▶ **What this task involves**: Your copy of the material below should match it exactly, except that it holds no pictures.

▶ **Exercise materials**:
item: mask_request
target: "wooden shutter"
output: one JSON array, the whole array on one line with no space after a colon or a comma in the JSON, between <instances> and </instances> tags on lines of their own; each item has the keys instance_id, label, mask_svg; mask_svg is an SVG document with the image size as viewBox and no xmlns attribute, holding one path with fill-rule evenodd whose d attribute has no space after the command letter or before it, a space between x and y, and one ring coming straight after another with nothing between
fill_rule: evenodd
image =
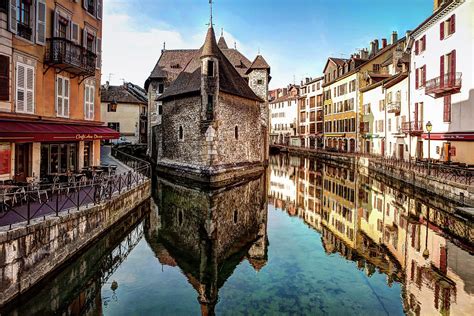
<instances>
[{"instance_id":1,"label":"wooden shutter","mask_svg":"<svg viewBox=\"0 0 474 316\"><path fill-rule=\"evenodd\" d=\"M439 86L444 87L444 55L439 58Z\"/></svg>"},{"instance_id":2,"label":"wooden shutter","mask_svg":"<svg viewBox=\"0 0 474 316\"><path fill-rule=\"evenodd\" d=\"M443 122L451 122L451 95L444 96Z\"/></svg>"},{"instance_id":3,"label":"wooden shutter","mask_svg":"<svg viewBox=\"0 0 474 316\"><path fill-rule=\"evenodd\" d=\"M71 40L79 44L79 25L74 22L71 22Z\"/></svg>"},{"instance_id":4,"label":"wooden shutter","mask_svg":"<svg viewBox=\"0 0 474 316\"><path fill-rule=\"evenodd\" d=\"M102 0L97 0L97 19L102 20Z\"/></svg>"},{"instance_id":5,"label":"wooden shutter","mask_svg":"<svg viewBox=\"0 0 474 316\"><path fill-rule=\"evenodd\" d=\"M453 50L450 54L451 57L451 69L449 70L451 75L449 80L451 80L451 84L455 84L456 81L456 50Z\"/></svg>"},{"instance_id":6,"label":"wooden shutter","mask_svg":"<svg viewBox=\"0 0 474 316\"><path fill-rule=\"evenodd\" d=\"M449 19L449 34L456 32L456 14L451 15Z\"/></svg>"},{"instance_id":7,"label":"wooden shutter","mask_svg":"<svg viewBox=\"0 0 474 316\"><path fill-rule=\"evenodd\" d=\"M26 68L26 111L33 113L35 108L35 69Z\"/></svg>"},{"instance_id":8,"label":"wooden shutter","mask_svg":"<svg viewBox=\"0 0 474 316\"><path fill-rule=\"evenodd\" d=\"M46 44L46 2L36 2L36 43Z\"/></svg>"},{"instance_id":9,"label":"wooden shutter","mask_svg":"<svg viewBox=\"0 0 474 316\"><path fill-rule=\"evenodd\" d=\"M10 100L10 57L0 55L0 100Z\"/></svg>"},{"instance_id":10,"label":"wooden shutter","mask_svg":"<svg viewBox=\"0 0 474 316\"><path fill-rule=\"evenodd\" d=\"M96 68L100 69L102 65L102 40L100 38L96 38L96 50L97 50Z\"/></svg>"},{"instance_id":11,"label":"wooden shutter","mask_svg":"<svg viewBox=\"0 0 474 316\"><path fill-rule=\"evenodd\" d=\"M56 115L63 116L63 78L56 77Z\"/></svg>"},{"instance_id":12,"label":"wooden shutter","mask_svg":"<svg viewBox=\"0 0 474 316\"><path fill-rule=\"evenodd\" d=\"M16 66L16 111L25 112L25 74L26 69L23 64Z\"/></svg>"},{"instance_id":13,"label":"wooden shutter","mask_svg":"<svg viewBox=\"0 0 474 316\"><path fill-rule=\"evenodd\" d=\"M9 26L10 32L12 32L13 34L16 34L17 27L18 27L18 24L17 24L18 1L19 0L10 0L10 16L9 16L8 26Z\"/></svg>"},{"instance_id":14,"label":"wooden shutter","mask_svg":"<svg viewBox=\"0 0 474 316\"><path fill-rule=\"evenodd\" d=\"M420 77L420 72L418 71L419 68L415 69L415 88L418 89L419 85L419 77Z\"/></svg>"}]
</instances>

▶ **Output for this task**:
item: mask_request
target: "wooden shutter"
output: one JSON array, the whole array on one line with no space after a colon or a comma in the JSON, between <instances> and </instances> tags on lines of their own; each item has the keys instance_id, label, mask_svg; mask_svg is an SVG document with the image size as viewBox and no xmlns attribute, holding one path with fill-rule evenodd whose d attribute has no space after the command letter or before it, a space between x and y, and one ring coming straight after another with nothing between
fill_rule: evenodd
image =
<instances>
[{"instance_id":1,"label":"wooden shutter","mask_svg":"<svg viewBox=\"0 0 474 316\"><path fill-rule=\"evenodd\" d=\"M439 86L444 87L444 55L439 58Z\"/></svg>"},{"instance_id":2,"label":"wooden shutter","mask_svg":"<svg viewBox=\"0 0 474 316\"><path fill-rule=\"evenodd\" d=\"M443 122L451 122L451 95L444 96Z\"/></svg>"},{"instance_id":3,"label":"wooden shutter","mask_svg":"<svg viewBox=\"0 0 474 316\"><path fill-rule=\"evenodd\" d=\"M71 40L79 44L79 25L74 22L71 22Z\"/></svg>"},{"instance_id":4,"label":"wooden shutter","mask_svg":"<svg viewBox=\"0 0 474 316\"><path fill-rule=\"evenodd\" d=\"M102 0L97 0L97 19L102 20Z\"/></svg>"},{"instance_id":5,"label":"wooden shutter","mask_svg":"<svg viewBox=\"0 0 474 316\"><path fill-rule=\"evenodd\" d=\"M453 50L450 54L451 57L451 69L449 70L451 75L449 80L451 80L451 84L455 84L456 81L456 50Z\"/></svg>"},{"instance_id":6,"label":"wooden shutter","mask_svg":"<svg viewBox=\"0 0 474 316\"><path fill-rule=\"evenodd\" d=\"M449 19L449 34L456 32L456 14L451 15Z\"/></svg>"},{"instance_id":7,"label":"wooden shutter","mask_svg":"<svg viewBox=\"0 0 474 316\"><path fill-rule=\"evenodd\" d=\"M26 68L26 111L33 113L35 108L35 69Z\"/></svg>"},{"instance_id":8,"label":"wooden shutter","mask_svg":"<svg viewBox=\"0 0 474 316\"><path fill-rule=\"evenodd\" d=\"M46 44L46 2L36 2L36 43Z\"/></svg>"},{"instance_id":9,"label":"wooden shutter","mask_svg":"<svg viewBox=\"0 0 474 316\"><path fill-rule=\"evenodd\" d=\"M10 100L10 57L0 55L0 100Z\"/></svg>"},{"instance_id":10,"label":"wooden shutter","mask_svg":"<svg viewBox=\"0 0 474 316\"><path fill-rule=\"evenodd\" d=\"M96 68L100 69L102 65L102 40L100 38L96 38L96 50L97 50Z\"/></svg>"},{"instance_id":11,"label":"wooden shutter","mask_svg":"<svg viewBox=\"0 0 474 316\"><path fill-rule=\"evenodd\" d=\"M56 115L63 116L63 78L56 77Z\"/></svg>"},{"instance_id":12,"label":"wooden shutter","mask_svg":"<svg viewBox=\"0 0 474 316\"><path fill-rule=\"evenodd\" d=\"M16 66L16 111L25 112L25 74L26 69L23 64Z\"/></svg>"},{"instance_id":13,"label":"wooden shutter","mask_svg":"<svg viewBox=\"0 0 474 316\"><path fill-rule=\"evenodd\" d=\"M9 26L10 32L12 32L13 34L16 34L17 27L18 27L18 24L17 24L18 1L19 0L10 0L10 16L9 16L8 26Z\"/></svg>"},{"instance_id":14,"label":"wooden shutter","mask_svg":"<svg viewBox=\"0 0 474 316\"><path fill-rule=\"evenodd\" d=\"M420 77L420 72L418 71L419 68L415 69L415 88L418 89L419 85L419 77Z\"/></svg>"}]
</instances>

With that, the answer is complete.